Every line from the one containing "the white railing." to the final line of the material below must be reproduced exactly; leave out all other lines.
──────────────────────────────
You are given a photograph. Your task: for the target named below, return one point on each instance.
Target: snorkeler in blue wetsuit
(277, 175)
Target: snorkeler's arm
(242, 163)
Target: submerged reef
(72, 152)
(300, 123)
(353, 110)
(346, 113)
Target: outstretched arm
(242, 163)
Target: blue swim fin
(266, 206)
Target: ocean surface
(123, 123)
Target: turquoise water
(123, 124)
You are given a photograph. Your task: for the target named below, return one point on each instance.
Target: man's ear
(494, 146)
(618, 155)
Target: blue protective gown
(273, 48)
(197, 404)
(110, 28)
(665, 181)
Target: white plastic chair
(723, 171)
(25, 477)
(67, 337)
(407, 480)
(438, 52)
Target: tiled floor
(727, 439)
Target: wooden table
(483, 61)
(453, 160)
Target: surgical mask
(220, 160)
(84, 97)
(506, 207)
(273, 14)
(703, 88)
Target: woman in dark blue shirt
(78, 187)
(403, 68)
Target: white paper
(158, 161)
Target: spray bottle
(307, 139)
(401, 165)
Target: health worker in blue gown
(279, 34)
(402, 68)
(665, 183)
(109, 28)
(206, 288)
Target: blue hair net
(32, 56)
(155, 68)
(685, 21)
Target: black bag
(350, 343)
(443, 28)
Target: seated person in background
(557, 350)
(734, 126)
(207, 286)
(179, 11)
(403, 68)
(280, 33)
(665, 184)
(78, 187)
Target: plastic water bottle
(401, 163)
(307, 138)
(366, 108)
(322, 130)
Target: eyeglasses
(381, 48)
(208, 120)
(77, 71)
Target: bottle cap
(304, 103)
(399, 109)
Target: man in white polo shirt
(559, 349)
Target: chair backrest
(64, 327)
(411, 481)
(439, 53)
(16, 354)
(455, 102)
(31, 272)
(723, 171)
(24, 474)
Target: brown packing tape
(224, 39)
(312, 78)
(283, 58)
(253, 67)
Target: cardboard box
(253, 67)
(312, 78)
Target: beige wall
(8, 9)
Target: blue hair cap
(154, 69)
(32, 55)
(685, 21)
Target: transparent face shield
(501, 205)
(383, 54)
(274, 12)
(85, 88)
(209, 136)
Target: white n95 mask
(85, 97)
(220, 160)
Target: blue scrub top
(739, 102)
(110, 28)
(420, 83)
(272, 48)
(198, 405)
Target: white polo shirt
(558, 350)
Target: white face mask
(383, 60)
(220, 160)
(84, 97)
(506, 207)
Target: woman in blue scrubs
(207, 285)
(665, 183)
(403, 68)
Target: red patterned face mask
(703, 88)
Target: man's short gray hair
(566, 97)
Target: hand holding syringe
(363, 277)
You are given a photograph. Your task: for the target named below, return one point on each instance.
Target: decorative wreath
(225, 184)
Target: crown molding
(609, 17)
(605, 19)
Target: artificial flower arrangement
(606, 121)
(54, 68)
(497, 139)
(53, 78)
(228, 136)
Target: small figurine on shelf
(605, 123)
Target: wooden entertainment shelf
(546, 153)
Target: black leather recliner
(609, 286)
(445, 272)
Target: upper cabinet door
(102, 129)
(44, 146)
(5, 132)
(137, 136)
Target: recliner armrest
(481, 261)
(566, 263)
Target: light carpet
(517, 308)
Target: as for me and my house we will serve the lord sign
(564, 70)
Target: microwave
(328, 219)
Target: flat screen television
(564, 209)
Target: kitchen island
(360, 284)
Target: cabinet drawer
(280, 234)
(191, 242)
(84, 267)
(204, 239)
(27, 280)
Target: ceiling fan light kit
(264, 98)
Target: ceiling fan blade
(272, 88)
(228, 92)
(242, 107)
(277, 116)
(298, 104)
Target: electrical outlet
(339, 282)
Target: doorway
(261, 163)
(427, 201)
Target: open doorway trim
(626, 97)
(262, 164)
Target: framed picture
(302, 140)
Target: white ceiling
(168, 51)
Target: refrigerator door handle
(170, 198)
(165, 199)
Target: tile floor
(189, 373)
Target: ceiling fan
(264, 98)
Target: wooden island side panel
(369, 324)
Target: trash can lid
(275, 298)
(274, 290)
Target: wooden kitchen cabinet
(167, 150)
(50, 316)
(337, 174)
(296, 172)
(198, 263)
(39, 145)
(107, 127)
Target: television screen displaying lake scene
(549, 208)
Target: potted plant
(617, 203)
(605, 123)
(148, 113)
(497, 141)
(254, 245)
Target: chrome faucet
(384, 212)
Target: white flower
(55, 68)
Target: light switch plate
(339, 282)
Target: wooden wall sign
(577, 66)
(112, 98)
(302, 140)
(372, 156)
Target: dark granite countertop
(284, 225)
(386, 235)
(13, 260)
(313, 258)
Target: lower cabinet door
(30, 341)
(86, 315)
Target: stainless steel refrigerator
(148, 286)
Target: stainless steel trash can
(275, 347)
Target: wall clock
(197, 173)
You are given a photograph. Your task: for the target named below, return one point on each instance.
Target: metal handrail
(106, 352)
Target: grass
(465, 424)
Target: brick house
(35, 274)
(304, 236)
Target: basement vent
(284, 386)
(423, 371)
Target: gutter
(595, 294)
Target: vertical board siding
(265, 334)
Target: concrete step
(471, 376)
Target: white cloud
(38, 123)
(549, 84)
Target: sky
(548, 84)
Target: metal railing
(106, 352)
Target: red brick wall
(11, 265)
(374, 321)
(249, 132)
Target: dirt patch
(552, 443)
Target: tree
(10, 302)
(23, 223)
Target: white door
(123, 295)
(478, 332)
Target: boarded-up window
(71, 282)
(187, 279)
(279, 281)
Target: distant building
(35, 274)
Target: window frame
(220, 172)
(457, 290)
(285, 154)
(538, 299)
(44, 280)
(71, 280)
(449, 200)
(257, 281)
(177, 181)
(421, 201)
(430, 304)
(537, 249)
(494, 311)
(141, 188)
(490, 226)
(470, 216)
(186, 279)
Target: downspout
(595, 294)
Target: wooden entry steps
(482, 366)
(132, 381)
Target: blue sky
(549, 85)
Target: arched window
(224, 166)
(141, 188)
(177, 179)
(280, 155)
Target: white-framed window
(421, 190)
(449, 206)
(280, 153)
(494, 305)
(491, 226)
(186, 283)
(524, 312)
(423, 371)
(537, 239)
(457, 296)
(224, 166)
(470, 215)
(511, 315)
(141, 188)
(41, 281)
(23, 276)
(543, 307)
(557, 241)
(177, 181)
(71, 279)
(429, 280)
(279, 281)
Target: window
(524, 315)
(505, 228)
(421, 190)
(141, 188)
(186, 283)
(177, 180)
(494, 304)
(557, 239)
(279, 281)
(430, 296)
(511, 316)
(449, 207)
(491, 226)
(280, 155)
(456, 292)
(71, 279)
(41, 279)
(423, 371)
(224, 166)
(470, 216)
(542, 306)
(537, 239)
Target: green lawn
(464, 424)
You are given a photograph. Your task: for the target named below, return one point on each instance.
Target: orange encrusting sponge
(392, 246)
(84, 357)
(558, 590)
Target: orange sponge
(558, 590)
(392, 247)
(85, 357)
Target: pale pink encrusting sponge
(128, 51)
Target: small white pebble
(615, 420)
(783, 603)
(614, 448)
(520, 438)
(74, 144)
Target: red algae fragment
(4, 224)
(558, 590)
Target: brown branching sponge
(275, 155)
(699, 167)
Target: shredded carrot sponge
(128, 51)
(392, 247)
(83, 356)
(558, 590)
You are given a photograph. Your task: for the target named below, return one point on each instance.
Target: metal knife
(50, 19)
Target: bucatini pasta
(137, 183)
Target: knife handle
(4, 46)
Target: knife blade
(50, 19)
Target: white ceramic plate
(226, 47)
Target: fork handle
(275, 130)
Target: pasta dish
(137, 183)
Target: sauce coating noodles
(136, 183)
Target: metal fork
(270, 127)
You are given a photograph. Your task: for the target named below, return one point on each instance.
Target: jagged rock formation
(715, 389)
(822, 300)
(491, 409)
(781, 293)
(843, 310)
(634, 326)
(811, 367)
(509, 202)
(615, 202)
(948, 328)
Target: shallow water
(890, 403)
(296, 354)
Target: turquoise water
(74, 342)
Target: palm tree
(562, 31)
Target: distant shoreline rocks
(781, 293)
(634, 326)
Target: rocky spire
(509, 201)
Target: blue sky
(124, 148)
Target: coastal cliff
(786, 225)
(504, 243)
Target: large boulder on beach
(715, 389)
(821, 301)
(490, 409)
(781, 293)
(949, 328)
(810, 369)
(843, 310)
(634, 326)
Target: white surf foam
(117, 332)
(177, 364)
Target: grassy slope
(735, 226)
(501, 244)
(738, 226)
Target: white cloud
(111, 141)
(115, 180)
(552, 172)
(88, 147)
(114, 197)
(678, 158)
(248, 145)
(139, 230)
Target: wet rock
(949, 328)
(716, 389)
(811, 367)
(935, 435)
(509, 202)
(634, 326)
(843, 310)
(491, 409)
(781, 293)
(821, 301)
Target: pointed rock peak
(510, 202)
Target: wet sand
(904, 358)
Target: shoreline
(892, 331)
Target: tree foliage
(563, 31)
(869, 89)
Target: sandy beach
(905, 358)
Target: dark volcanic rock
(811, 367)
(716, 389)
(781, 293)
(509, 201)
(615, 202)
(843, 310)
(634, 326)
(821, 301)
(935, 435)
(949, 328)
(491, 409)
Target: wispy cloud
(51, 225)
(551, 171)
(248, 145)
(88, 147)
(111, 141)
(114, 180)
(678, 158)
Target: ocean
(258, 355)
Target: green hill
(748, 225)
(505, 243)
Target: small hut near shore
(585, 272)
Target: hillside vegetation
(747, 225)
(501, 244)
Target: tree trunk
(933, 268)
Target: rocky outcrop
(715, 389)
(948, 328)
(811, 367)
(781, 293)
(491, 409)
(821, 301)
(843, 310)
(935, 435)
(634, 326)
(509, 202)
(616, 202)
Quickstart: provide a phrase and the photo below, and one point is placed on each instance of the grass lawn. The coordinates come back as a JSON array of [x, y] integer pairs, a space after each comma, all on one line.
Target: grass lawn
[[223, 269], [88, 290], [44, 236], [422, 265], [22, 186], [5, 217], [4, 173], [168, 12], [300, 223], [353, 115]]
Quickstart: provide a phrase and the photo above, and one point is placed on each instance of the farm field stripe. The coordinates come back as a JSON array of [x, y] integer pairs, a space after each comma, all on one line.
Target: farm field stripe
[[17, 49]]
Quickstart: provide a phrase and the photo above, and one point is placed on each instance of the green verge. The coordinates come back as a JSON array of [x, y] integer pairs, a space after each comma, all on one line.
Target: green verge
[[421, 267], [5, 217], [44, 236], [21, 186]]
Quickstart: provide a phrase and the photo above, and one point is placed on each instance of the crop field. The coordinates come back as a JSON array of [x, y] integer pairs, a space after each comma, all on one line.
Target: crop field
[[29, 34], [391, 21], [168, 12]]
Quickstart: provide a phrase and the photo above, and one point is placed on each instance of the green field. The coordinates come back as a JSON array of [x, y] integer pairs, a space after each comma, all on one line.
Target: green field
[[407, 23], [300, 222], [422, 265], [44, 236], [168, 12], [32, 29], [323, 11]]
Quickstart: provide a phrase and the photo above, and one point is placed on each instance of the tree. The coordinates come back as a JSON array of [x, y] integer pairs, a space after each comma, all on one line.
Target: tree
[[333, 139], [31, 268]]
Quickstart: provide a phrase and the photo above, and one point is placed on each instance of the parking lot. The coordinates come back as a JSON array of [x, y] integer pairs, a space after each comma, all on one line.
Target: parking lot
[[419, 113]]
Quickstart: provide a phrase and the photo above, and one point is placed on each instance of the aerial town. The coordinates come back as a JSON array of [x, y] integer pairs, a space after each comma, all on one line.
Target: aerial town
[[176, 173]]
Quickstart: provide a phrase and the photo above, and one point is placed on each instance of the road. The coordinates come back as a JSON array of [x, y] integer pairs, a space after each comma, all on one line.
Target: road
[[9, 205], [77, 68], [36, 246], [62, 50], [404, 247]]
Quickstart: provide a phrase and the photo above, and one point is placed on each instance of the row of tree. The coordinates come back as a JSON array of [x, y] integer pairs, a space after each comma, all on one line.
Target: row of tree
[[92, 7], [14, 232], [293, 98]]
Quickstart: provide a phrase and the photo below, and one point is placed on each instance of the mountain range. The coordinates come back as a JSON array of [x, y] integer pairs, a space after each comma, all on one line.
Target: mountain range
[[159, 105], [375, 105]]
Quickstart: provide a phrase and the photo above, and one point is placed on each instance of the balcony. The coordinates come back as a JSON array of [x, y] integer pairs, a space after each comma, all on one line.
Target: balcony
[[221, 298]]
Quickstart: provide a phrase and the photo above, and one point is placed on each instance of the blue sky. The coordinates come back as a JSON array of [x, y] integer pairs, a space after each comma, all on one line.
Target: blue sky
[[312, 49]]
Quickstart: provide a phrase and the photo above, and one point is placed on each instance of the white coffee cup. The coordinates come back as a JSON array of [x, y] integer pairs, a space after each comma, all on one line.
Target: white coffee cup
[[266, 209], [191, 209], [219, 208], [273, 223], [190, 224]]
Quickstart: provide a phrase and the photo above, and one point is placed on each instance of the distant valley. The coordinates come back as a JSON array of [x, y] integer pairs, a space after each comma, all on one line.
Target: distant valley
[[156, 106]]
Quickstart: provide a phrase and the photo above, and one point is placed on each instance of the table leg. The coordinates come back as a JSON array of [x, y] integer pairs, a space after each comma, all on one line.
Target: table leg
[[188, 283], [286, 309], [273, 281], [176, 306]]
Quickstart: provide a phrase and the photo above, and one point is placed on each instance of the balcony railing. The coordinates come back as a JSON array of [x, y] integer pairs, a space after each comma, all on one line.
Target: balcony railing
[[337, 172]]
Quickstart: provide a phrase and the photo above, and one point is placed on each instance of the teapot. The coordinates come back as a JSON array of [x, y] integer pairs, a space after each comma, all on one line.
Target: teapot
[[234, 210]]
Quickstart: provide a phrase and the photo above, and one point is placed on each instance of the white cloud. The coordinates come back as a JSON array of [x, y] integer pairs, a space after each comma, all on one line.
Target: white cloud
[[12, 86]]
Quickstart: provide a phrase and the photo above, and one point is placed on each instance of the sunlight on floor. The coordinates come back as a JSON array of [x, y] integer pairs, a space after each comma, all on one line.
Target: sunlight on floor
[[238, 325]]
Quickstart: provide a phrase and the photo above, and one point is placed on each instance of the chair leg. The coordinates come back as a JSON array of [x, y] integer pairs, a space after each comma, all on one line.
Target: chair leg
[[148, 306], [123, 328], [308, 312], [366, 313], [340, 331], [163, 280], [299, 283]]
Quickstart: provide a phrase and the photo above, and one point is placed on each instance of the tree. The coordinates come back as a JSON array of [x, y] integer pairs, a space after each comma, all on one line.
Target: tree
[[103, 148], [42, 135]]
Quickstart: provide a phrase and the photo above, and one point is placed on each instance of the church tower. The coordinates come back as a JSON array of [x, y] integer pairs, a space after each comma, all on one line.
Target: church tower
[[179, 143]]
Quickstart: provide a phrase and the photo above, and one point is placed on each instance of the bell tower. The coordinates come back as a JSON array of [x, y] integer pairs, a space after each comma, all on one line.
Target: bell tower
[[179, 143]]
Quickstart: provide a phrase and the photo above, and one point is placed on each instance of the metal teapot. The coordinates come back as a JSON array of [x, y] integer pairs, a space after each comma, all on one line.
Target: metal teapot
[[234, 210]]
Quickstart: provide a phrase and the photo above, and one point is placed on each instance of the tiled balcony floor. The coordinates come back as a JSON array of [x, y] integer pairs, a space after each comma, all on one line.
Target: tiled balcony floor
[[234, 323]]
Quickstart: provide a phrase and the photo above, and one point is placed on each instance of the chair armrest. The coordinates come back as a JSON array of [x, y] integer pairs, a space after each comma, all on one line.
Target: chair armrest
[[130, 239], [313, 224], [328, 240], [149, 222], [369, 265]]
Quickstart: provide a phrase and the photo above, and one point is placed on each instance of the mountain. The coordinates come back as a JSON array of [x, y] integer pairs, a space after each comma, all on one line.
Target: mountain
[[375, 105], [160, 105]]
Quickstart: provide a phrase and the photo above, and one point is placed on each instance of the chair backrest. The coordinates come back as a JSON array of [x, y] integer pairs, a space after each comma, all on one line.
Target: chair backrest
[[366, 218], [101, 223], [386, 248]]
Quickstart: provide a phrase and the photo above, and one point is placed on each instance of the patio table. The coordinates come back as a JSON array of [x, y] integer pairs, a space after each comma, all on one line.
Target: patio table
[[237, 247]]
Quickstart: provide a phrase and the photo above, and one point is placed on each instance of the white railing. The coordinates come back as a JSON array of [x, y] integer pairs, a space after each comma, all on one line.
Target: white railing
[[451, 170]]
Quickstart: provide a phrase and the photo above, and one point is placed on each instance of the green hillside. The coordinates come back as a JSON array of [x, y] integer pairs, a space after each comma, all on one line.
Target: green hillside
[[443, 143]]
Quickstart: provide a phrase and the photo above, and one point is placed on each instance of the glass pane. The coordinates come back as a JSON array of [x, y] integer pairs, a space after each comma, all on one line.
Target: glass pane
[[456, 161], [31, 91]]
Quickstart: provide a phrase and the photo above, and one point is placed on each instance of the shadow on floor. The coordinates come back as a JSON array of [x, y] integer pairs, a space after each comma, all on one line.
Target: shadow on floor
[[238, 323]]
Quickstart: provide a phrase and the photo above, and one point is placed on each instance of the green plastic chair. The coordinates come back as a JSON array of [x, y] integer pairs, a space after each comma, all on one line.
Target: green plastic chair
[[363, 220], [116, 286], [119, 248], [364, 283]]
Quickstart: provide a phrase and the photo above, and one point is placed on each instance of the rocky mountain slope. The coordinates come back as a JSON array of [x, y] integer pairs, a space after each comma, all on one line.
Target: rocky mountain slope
──────────────────────────────
ANSWER IN FULL:
Quickstart: provide a phrase and the photo above, and one point is placed on each instance of the white railing. The coordinates come back as a JSON array of [x, y] integer pairs, a space after each comma, all on one line.
Target: white railing
[[451, 170]]
Quickstart: provide a phrase and the photo above, and one point is placed on each instance of the green hillside. The coordinates come back as a JSON array of [x, y] integer pairs, a space after each comma, all on one line.
Target: green hillside
[[443, 143]]
Quickstart: provide a phrase and the photo above, and one point is placed on each instance of the glass pane. The coordinates come back as a JSON array of [x, y] integer pairs, a space after each comma, all on one line.
Target: glass pane
[[456, 161], [31, 91]]
Quickstart: provide a phrase and the photo above, and one point is placed on each instance of the shadow on floor. The coordinates come back as a JSON array of [x, y] integer pairs, a space after each comma, all on one line.
Target: shadow on floor
[[238, 323]]
Quickstart: provide a phrase and the photo above, and one point is placed on each instance of the green plastic chair. The coordinates come back as a JSON array of [x, y] integer pairs, a space after each comma, all on one line.
Target: green plastic chair
[[363, 220], [116, 286], [119, 248], [364, 283]]
Quickstart: provide a phrase and the photo above, and one point is placed on each instance of the rocky mountain slope. The coordinates come back as a JSON array of [x, y] integer pairs, a space after each comma, all on one line.
Target: rocky mountain slope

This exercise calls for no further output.